■ DATA TO PROCESS:
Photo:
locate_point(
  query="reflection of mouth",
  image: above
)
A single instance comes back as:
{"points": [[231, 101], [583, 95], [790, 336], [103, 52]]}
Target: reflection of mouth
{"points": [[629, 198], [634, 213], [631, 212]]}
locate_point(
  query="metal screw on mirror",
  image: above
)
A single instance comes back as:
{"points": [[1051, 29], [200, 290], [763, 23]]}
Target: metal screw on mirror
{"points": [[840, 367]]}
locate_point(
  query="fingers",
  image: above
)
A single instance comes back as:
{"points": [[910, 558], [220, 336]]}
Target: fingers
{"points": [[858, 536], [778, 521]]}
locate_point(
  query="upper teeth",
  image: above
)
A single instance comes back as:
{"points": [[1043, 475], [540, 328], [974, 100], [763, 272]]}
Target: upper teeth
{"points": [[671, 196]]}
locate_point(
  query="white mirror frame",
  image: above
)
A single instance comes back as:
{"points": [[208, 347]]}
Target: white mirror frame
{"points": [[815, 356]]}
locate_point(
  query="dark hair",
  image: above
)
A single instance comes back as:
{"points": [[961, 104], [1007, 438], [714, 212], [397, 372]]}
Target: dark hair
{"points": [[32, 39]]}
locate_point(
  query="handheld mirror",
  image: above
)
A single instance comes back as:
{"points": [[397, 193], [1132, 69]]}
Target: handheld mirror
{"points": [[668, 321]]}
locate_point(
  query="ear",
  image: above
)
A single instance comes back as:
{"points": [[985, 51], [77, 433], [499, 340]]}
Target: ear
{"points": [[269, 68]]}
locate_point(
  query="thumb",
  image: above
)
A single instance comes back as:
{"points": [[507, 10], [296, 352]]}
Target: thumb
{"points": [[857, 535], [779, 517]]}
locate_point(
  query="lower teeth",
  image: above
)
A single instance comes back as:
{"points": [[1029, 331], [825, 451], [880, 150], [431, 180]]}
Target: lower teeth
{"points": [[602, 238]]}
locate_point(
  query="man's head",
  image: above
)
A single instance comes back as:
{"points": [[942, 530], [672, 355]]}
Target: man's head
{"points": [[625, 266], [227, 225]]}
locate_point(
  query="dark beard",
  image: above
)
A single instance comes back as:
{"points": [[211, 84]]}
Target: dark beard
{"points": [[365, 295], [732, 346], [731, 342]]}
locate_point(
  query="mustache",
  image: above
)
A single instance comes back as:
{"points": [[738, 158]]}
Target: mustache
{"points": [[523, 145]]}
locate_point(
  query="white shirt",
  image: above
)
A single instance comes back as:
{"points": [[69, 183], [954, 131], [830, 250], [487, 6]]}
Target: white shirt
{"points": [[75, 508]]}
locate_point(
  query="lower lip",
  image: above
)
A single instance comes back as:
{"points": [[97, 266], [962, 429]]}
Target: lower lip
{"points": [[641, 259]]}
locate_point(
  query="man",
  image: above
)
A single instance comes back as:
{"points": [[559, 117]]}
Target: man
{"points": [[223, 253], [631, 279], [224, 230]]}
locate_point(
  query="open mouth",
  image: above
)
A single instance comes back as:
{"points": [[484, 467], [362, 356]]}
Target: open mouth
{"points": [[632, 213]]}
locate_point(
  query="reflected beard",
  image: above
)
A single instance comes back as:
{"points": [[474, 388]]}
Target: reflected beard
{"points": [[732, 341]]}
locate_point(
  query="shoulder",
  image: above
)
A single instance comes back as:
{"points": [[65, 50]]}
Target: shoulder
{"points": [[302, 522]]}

■ WORK TO BE COMPLETED: Copy all of the data exactly.

■ RESPONSE TO THE EXERCISE:
Photo:
locate_point(
  query="reflection of mouth",
  image: above
)
A single instance comes back as:
{"points": [[231, 101], [583, 95], [790, 336], [103, 52]]}
Target: reflection of mouth
{"points": [[629, 198], [634, 213], [631, 212]]}
locate_point(
  query="metal screw on mirror",
  image: above
)
A single instance comes back as:
{"points": [[1051, 29], [200, 290], [763, 23]]}
Target: metal screw on mirror
{"points": [[840, 367]]}
locate_point(
  query="fingers",
  image: above
)
A single instance comes back as:
{"points": [[910, 558], [220, 336]]}
Target: fingers
{"points": [[858, 536], [778, 521]]}
locate_point(
  query="upper teeth",
  image: above
)
A single instance comes back as:
{"points": [[1043, 475], [540, 328], [974, 100], [763, 272]]}
Target: upper teeth
{"points": [[671, 196]]}
locate_point(
  query="white mirror frame",
  image: above
)
A single instance comes back as:
{"points": [[208, 347]]}
Target: white mirror frame
{"points": [[815, 356]]}
locate_point(
  query="dark hair",
  image: above
)
A single instance comes back as:
{"points": [[961, 104], [1007, 438], [714, 212], [397, 372]]}
Target: dark hair
{"points": [[32, 39]]}
locate_point(
  query="handheld mirror",
  image: above
)
A single instance comes back as:
{"points": [[397, 193], [1132, 69]]}
Target: handheld mirror
{"points": [[668, 321]]}
locate_point(
  query="ear",
  image: above
)
A single instance comes back as:
{"points": [[985, 51], [77, 433], [499, 340]]}
Target: ear
{"points": [[269, 68]]}
locate_point(
  query="thumb",
  image: above
)
A single instance comes back as:
{"points": [[507, 10], [296, 352]]}
Target: thumb
{"points": [[857, 535], [779, 517]]}
locate_point(
  query="lower teeth",
  image: above
)
A single instance comes back as:
{"points": [[1029, 331], [825, 451], [880, 150], [431, 180]]}
Target: lower teeth
{"points": [[602, 238]]}
locate_point(
  query="man's head",
  image: above
)
A single instance comes back as:
{"points": [[942, 530], [672, 355]]}
Target: man's head
{"points": [[625, 266], [227, 225]]}
locate_point(
  query="dark beard",
  image: above
)
A single instance comes back as:
{"points": [[211, 84]]}
Target: dark beard
{"points": [[365, 295], [732, 346], [731, 342]]}
locate_point(
  query="mustache",
  image: above
)
A single instance comes back as:
{"points": [[738, 158]]}
Target: mustache
{"points": [[523, 145]]}
locate_point(
  query="white shirt",
  image: above
)
A single instance comes back as:
{"points": [[69, 183], [954, 131], [830, 250], [487, 6]]}
Target: white shirt
{"points": [[75, 508]]}
locate_point(
  query="lower lip",
  image: above
)
A single instance comes back as:
{"points": [[97, 266], [962, 429]]}
Target: lower lip
{"points": [[641, 259]]}
locate_point(
  query="man",
  image: above
)
A single instance comes back as:
{"points": [[559, 117]]}
Target: man
{"points": [[223, 253], [631, 279], [224, 230]]}
locate_point(
  query="open mouth",
  image: above
)
A single instance comes back as:
{"points": [[484, 467], [362, 356]]}
Target: open mouth
{"points": [[632, 213]]}
locate_point(
  query="reflected beard",
  image: above
)
A single instance comes back as:
{"points": [[474, 388]]}
Target: reflected beard
{"points": [[732, 341]]}
locate_point(
  query="shoulder",
  image: above
)
A single instance comes back as:
{"points": [[65, 50]]}
Target: shoulder
{"points": [[302, 522]]}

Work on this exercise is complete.